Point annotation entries

* Begin *

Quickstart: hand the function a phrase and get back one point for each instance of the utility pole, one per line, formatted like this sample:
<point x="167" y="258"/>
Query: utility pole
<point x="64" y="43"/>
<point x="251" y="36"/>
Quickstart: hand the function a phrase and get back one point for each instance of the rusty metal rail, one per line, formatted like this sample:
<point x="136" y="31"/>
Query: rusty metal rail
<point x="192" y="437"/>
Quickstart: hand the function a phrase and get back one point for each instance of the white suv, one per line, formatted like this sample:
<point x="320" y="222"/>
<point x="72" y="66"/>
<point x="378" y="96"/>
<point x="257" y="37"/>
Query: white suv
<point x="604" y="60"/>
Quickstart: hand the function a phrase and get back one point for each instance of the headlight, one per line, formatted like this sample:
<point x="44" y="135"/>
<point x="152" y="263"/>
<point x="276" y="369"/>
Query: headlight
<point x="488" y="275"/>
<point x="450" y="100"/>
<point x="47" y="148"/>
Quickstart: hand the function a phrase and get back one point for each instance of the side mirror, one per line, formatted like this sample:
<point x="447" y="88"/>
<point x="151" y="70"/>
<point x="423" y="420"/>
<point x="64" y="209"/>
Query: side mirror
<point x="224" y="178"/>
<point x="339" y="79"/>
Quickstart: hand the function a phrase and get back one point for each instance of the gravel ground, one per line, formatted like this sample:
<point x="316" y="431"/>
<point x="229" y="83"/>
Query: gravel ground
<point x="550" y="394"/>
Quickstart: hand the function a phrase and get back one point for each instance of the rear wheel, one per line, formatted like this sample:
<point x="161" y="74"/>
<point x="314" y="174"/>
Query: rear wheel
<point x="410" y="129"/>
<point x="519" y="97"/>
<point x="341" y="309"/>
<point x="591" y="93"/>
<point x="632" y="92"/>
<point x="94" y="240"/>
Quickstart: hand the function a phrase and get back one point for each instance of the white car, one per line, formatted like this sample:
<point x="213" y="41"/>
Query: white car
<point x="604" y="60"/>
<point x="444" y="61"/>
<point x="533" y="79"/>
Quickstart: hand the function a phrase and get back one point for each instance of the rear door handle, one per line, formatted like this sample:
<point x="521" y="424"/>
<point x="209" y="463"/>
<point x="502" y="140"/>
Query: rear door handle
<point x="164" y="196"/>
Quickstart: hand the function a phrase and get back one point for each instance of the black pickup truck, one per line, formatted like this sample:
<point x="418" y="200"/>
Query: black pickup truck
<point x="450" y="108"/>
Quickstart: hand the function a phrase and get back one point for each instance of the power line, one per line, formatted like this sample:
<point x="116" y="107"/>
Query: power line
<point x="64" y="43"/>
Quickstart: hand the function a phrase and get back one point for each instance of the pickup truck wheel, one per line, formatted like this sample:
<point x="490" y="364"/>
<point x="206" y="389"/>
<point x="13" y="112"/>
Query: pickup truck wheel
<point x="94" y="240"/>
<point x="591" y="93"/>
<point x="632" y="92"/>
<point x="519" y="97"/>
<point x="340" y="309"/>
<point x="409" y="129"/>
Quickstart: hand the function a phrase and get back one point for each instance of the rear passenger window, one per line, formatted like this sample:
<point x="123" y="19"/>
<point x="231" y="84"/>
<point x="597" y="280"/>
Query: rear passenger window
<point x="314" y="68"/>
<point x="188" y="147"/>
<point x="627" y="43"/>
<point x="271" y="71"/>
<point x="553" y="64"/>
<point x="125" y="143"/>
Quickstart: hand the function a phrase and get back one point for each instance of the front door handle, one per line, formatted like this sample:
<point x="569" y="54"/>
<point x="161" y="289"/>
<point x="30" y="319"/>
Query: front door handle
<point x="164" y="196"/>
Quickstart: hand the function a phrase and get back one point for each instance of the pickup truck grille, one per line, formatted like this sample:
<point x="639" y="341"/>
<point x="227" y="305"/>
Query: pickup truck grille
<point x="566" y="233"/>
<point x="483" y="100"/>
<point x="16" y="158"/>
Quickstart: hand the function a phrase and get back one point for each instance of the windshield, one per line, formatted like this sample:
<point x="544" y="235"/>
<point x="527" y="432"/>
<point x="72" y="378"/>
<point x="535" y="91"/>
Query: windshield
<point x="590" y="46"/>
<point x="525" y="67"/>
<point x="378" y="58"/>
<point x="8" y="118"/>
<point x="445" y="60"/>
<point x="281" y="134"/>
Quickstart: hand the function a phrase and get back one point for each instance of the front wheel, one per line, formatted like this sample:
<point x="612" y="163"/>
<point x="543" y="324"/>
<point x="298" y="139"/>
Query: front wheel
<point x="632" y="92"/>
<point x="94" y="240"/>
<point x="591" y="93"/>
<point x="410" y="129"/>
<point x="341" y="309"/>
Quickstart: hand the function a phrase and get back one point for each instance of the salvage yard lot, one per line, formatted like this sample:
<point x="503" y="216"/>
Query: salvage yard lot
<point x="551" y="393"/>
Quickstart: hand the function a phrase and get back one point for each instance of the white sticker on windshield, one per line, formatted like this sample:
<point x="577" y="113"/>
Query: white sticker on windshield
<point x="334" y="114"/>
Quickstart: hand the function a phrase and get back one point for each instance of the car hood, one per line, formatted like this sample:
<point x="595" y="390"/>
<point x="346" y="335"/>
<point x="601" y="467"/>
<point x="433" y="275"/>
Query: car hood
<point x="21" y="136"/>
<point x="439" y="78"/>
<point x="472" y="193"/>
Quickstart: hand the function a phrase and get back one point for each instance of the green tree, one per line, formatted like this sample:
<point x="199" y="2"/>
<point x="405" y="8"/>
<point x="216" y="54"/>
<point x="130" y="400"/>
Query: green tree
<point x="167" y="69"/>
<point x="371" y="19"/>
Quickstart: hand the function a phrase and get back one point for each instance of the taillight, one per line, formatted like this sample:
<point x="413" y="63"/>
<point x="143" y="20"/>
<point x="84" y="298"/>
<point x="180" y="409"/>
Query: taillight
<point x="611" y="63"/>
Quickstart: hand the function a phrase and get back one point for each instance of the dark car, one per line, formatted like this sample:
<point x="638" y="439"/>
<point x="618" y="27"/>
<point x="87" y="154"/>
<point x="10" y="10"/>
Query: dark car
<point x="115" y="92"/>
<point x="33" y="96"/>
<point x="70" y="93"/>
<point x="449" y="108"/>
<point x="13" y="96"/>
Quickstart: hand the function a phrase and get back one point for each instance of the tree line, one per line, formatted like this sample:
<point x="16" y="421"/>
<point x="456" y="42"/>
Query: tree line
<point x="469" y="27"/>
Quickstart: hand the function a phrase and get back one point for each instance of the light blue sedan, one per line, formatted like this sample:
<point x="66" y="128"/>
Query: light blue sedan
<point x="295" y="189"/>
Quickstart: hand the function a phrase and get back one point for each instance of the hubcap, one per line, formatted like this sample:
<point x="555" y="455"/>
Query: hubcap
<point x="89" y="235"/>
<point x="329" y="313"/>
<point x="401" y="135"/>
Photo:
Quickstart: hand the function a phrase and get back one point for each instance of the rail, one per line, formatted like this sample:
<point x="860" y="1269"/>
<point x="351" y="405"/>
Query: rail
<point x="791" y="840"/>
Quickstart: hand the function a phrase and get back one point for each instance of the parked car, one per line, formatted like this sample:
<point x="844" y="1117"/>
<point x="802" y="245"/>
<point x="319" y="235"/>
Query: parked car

* End *
* Begin *

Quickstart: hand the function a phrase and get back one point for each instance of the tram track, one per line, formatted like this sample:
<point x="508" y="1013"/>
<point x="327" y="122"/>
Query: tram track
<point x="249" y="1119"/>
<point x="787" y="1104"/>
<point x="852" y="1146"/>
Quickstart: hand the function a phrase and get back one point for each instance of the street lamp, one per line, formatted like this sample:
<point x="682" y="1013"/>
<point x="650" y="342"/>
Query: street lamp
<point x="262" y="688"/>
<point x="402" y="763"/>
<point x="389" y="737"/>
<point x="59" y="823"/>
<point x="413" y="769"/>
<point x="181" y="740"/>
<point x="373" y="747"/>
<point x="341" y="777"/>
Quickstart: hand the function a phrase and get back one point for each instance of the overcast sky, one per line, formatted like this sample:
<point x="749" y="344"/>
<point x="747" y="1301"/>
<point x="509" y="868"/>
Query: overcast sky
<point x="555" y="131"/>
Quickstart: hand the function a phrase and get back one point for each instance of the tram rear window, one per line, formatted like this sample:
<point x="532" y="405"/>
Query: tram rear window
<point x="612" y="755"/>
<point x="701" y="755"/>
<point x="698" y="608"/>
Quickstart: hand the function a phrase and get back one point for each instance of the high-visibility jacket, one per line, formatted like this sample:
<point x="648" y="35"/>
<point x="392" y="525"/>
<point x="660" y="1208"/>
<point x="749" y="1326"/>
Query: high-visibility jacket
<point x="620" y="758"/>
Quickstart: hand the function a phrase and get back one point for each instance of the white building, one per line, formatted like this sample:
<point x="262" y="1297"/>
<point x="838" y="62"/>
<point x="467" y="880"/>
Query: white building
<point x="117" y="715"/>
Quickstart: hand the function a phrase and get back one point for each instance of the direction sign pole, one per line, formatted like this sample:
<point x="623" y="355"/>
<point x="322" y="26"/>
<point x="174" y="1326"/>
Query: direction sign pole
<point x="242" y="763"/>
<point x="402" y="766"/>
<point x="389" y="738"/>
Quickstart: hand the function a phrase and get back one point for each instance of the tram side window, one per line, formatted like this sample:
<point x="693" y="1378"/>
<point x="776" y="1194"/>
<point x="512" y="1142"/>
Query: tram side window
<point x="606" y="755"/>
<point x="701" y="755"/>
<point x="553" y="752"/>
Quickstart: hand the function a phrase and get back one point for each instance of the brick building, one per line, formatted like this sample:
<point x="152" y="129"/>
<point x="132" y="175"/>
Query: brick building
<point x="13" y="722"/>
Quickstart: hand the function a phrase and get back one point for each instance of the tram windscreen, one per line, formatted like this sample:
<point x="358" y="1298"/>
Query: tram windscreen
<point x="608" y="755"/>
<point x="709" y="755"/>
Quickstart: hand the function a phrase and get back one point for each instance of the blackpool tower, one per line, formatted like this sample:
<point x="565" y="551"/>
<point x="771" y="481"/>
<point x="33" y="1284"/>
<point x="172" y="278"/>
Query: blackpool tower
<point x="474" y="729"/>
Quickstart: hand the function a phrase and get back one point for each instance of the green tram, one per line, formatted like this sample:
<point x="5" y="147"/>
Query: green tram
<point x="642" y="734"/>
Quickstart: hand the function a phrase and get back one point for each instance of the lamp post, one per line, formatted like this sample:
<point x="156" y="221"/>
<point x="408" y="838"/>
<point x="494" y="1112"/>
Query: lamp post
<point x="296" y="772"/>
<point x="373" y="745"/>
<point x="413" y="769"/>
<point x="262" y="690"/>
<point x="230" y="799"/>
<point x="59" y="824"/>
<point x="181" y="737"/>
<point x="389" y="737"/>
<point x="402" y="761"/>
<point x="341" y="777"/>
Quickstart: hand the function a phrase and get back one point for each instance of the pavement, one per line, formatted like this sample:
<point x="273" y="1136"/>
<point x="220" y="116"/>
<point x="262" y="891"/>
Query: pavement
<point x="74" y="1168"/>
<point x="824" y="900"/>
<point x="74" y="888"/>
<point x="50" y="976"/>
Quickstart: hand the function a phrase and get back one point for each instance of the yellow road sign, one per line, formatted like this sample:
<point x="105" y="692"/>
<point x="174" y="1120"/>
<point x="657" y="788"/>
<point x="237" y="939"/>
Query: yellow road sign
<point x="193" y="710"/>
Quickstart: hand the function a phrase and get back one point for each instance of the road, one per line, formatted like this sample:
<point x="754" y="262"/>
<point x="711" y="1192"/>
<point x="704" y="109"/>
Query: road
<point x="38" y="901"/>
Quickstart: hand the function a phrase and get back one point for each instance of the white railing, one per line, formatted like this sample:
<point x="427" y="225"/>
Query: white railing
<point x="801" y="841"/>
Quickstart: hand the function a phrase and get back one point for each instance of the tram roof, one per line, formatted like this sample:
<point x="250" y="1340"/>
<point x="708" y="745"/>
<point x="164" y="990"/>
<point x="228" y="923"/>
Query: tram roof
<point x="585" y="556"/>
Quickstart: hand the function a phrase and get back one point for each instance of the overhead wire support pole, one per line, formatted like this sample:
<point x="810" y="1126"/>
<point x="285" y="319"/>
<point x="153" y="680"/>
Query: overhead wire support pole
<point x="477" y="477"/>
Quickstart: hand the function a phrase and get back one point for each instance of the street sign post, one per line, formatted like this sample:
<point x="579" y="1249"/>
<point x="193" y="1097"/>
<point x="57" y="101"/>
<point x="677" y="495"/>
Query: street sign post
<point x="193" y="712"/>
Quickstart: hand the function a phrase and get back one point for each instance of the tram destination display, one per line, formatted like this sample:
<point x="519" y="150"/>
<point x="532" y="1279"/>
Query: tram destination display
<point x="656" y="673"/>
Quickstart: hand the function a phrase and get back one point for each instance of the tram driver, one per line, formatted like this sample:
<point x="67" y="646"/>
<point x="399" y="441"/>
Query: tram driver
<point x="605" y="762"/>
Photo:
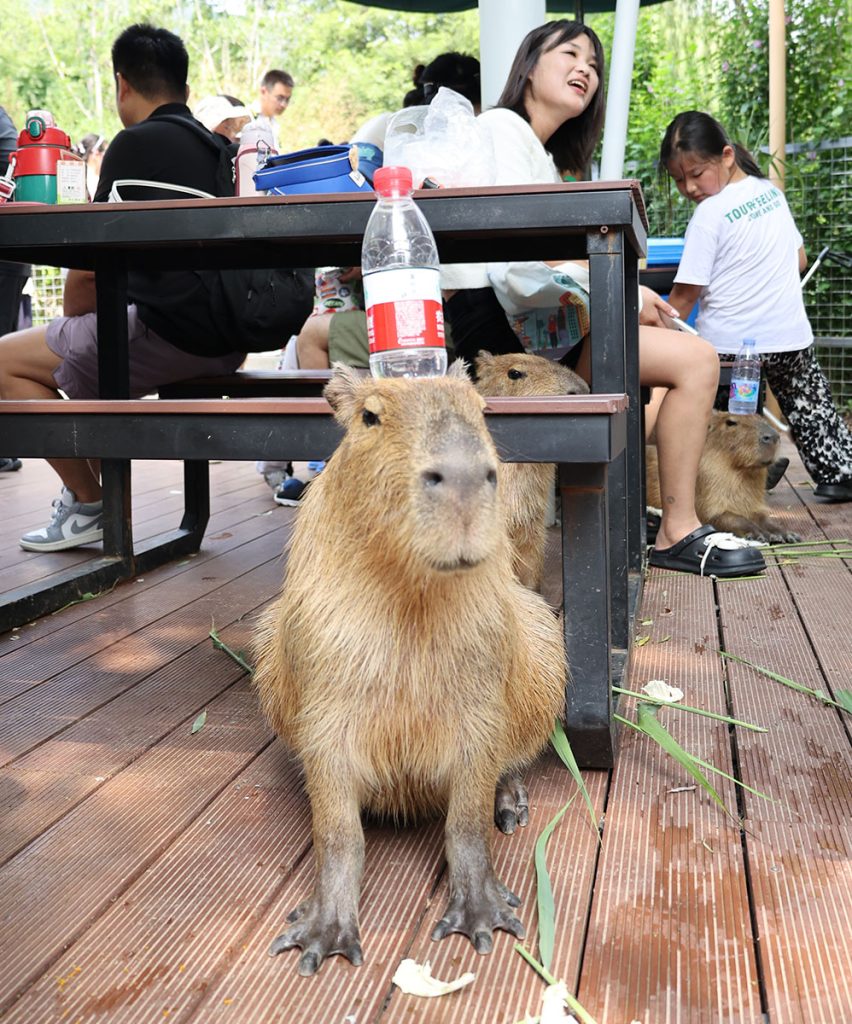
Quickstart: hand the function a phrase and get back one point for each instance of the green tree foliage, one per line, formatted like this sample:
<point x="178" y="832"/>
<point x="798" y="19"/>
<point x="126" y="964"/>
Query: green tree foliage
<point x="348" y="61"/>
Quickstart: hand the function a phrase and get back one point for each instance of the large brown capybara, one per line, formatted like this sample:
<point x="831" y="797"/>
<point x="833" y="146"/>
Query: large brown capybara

* End *

Given task: Count the lines in the entries that contain the string "green". Give only the number.

Written answer: 6